### YOUR GOAL
The word "below" occurs in some lines of the listing. Copy those lines.

### DATASET EXTRACT
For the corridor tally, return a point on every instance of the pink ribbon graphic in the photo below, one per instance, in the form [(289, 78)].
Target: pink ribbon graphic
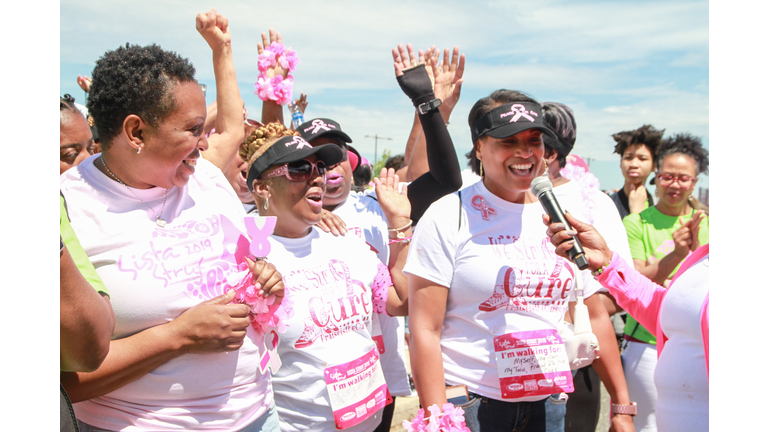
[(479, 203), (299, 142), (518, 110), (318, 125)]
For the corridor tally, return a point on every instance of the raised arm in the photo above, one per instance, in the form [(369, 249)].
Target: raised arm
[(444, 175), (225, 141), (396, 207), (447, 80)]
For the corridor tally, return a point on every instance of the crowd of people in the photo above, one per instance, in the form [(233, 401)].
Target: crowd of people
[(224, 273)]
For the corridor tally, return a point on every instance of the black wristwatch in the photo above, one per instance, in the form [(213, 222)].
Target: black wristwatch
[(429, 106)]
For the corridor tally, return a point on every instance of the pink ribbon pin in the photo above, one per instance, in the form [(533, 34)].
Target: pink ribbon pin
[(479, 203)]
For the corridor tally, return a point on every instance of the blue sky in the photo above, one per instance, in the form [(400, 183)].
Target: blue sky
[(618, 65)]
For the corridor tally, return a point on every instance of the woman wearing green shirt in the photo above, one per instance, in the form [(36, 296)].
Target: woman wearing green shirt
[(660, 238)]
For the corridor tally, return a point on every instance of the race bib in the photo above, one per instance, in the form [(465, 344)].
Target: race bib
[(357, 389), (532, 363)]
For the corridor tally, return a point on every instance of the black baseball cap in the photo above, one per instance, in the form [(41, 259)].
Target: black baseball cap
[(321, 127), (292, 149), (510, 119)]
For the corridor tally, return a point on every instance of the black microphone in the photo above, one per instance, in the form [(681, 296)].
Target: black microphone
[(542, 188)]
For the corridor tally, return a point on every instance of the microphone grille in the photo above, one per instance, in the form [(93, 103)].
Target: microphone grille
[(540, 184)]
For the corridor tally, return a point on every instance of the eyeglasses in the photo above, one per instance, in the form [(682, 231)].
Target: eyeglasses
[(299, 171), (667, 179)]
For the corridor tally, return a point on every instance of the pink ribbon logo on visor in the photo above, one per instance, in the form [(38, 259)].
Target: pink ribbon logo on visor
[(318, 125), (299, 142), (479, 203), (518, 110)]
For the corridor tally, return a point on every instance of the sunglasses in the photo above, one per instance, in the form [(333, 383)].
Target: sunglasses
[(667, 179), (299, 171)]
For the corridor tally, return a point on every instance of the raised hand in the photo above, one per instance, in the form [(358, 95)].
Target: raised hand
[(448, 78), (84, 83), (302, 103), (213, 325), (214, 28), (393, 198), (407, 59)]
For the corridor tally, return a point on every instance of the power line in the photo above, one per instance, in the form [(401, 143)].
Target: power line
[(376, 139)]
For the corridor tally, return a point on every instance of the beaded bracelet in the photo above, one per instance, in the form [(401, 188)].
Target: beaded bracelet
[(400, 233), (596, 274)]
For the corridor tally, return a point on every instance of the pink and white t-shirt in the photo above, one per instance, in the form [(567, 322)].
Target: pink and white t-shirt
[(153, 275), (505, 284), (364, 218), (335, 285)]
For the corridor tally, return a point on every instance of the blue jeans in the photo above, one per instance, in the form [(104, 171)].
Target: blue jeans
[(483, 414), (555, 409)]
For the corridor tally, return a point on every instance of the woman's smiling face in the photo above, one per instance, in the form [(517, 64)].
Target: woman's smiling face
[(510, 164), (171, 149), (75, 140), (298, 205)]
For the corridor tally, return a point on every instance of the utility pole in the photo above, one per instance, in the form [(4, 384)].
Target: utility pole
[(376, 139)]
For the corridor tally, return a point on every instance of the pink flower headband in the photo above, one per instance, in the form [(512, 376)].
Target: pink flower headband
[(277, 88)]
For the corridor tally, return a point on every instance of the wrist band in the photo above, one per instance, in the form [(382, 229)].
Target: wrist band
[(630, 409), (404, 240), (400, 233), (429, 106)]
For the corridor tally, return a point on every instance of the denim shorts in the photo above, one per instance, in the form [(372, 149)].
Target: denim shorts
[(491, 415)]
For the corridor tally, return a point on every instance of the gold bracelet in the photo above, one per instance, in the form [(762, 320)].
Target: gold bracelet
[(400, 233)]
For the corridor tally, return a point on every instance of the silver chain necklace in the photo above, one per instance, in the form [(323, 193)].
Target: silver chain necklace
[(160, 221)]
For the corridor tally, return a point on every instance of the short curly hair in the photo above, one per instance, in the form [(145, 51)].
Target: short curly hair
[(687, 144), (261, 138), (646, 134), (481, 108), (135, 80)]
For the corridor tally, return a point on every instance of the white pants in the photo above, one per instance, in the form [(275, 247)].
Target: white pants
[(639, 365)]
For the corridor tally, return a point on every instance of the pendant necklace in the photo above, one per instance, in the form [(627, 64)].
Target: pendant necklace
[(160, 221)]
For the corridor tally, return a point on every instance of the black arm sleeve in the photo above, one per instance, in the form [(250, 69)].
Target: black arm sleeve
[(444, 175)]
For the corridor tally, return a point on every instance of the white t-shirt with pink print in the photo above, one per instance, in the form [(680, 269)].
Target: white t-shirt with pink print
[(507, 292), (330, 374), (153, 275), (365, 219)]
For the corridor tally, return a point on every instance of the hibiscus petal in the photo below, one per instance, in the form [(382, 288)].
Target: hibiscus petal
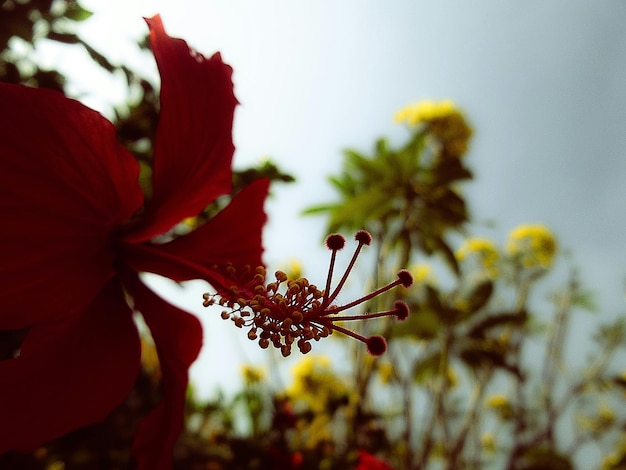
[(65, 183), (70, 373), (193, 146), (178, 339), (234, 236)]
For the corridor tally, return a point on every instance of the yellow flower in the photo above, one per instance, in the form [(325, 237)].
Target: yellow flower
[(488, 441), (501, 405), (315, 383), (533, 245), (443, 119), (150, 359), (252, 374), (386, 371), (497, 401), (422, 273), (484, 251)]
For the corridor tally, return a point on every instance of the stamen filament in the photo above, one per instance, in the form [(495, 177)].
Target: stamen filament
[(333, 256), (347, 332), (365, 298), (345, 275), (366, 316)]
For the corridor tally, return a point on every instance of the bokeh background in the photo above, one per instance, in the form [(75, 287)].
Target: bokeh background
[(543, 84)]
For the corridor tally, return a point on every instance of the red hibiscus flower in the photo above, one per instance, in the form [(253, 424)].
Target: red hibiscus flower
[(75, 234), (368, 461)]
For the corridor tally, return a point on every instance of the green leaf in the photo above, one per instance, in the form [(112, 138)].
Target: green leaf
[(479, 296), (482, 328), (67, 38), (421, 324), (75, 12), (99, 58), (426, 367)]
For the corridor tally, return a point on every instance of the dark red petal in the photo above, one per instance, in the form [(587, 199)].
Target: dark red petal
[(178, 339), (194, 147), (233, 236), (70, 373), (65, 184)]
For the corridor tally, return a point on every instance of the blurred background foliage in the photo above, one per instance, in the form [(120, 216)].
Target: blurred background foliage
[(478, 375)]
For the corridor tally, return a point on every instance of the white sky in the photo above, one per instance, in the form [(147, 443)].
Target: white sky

### WRITTEN ANSWER
For the corridor tally, return a point on every instance of the pink ribbon graphic in the photo below, one per instance, in the form [(289, 78)].
For the corridor tally, return a point on every instance of the hibiscus petal in the photo below, one per instance, in the form [(382, 288)].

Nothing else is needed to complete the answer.